**The request**.
Pick out each line in the rows below that contains the word "peppercorn", and copy those lines.

**Records supplied**.
+ + + +

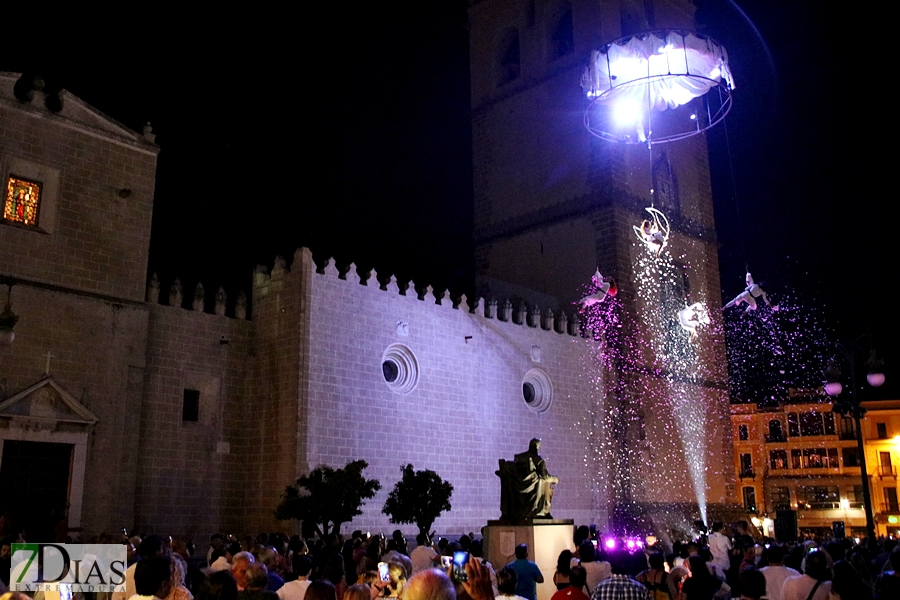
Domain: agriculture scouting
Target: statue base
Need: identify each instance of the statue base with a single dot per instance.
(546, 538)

+ + + +

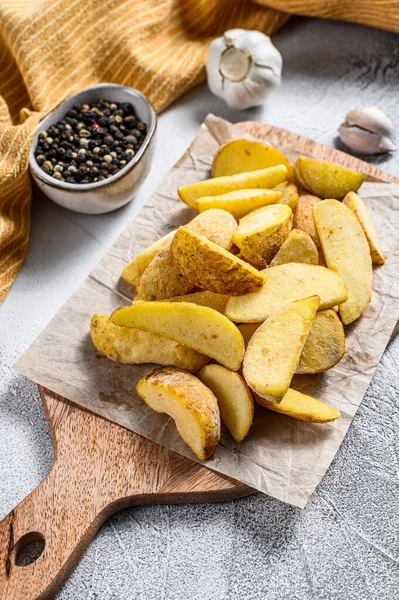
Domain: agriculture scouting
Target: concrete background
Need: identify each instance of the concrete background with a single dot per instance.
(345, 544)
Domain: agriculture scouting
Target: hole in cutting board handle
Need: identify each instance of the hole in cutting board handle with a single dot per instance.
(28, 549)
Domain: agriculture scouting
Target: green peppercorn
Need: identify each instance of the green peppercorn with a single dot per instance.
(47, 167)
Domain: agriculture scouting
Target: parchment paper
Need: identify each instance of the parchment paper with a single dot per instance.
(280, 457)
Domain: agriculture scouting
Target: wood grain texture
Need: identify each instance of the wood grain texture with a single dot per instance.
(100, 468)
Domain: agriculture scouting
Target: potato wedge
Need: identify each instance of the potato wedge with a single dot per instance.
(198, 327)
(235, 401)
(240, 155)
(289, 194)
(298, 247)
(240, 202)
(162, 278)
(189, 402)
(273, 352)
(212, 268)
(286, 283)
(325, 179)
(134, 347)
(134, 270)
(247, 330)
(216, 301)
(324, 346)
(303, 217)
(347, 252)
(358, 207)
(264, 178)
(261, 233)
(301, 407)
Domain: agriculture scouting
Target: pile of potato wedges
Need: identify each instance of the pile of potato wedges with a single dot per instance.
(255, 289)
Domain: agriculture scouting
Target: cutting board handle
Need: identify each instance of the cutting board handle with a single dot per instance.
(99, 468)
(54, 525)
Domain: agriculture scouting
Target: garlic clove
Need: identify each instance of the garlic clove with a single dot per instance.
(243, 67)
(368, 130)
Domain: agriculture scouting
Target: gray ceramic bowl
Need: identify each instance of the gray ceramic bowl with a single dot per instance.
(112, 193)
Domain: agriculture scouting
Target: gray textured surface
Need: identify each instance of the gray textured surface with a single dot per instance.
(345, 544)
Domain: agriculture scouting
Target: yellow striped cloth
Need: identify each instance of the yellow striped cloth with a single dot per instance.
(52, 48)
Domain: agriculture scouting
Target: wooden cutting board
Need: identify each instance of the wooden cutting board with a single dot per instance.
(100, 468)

+ + + +

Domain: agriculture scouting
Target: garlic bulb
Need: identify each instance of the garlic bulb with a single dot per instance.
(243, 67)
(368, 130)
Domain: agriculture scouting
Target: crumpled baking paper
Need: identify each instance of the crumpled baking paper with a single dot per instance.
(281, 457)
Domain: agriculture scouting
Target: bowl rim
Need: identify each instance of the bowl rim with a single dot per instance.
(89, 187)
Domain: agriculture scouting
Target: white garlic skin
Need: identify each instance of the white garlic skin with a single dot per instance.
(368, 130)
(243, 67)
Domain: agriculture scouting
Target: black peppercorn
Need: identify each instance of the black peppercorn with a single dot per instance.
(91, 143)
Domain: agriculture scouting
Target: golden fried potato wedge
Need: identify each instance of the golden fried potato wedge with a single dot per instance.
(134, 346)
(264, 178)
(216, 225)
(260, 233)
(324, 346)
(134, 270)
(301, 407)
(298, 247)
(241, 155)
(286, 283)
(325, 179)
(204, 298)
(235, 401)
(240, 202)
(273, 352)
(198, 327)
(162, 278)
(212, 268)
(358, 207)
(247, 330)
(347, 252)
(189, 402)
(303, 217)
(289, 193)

+ + + +

**Final result**.
Target: green peppercorn
Need: identify each instance of the green peppercorn with a single dot per instance.
Target: black peppercorn
Need: identify each instance of the black peppercorn with a single dot per instance.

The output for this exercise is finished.